> [Task to complete]:
Quote each record exactly, please, leaving none out.

======== Records supplied

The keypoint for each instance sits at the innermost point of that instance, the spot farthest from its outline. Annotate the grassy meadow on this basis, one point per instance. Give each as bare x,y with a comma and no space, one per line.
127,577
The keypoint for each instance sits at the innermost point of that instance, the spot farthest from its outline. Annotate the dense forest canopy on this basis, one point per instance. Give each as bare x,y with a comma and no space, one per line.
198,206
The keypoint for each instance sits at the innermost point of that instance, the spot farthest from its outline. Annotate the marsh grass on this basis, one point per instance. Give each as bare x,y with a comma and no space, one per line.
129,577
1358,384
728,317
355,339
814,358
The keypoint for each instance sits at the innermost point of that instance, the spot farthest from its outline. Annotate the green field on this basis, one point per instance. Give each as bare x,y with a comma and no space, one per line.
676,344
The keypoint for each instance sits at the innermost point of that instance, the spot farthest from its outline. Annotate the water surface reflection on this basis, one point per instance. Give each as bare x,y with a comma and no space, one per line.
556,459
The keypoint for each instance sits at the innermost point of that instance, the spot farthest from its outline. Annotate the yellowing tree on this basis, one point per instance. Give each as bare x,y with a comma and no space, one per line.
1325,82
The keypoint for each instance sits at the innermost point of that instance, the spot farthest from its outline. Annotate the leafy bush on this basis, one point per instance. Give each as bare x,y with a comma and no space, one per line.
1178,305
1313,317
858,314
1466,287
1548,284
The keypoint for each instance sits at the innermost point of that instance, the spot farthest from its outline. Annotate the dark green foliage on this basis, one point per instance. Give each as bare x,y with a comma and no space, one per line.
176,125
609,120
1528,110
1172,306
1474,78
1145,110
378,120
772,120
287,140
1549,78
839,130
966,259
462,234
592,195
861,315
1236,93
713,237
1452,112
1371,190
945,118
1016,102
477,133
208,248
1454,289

================

> [Task result]:
The keypoint for each instance sits at the innermost point of that instance, the spot farthest from its outline. Annotate the grassy meadow on this basis, one point per instance. Give each as bare x,y with a comma and no space, one per line.
127,577
The keypoint for each instance sits at the innermost point of that instance, the spot farthest from its outline. Annotate the dense forest canopy on this basis, one point per instance. Give each as bare x,y with a comma and no space, one per line.
198,206
The keypoint for each instance sits at the innermost point of that instance, the spot farthest from its outline. Annotate the marsh grass on this basis, one point per instance. Give each as bare x,y with a comma and no space, one per line.
129,577
1358,384
728,317
355,339
814,358
The keypoint for each instance sits at the innermost point of that instance, the spot farthest from its outline. Annotate the green field on this basis, one point per instance. Give each as bare x,y with a comma and no space, one per line.
676,344
The keypoint for each instance sits at the innermost point of that instance, the spot farthest from its outline. Annotate the water surface reflection on this basis, one point per instance. Give each as bare x,y with a comma and no space, one per line.
556,459
The keypoint for each instance sits at the innermost point of that instance, the spot farthest from its outline. Annotate the yellowing tree on this basis, one point per instance. Give each as bare x,y with a comma and no space, one per line.
1325,82
The keypoint for each instance sits at the innermost point of that instance, the spot farthest from its outline. Annotate the leafy bush on this basis, one point per instance. Give each as bare x,y with a comma and no space, one per line.
1178,305
1313,317
858,314
1466,287
1548,284
The keypoint for each instance sits at the innermost point of that instance, the spot farthest from its outline. Annotate the dark green foliage on this basis, one point per instance. Give each as bare x,y with a comma and no space, one per line.
176,125
609,120
1528,110
1172,306
1474,78
1145,110
378,120
772,120
287,140
1549,78
839,130
966,259
462,234
592,195
861,315
1236,93
713,237
1452,112
1371,190
945,118
1016,102
477,133
208,248
1454,289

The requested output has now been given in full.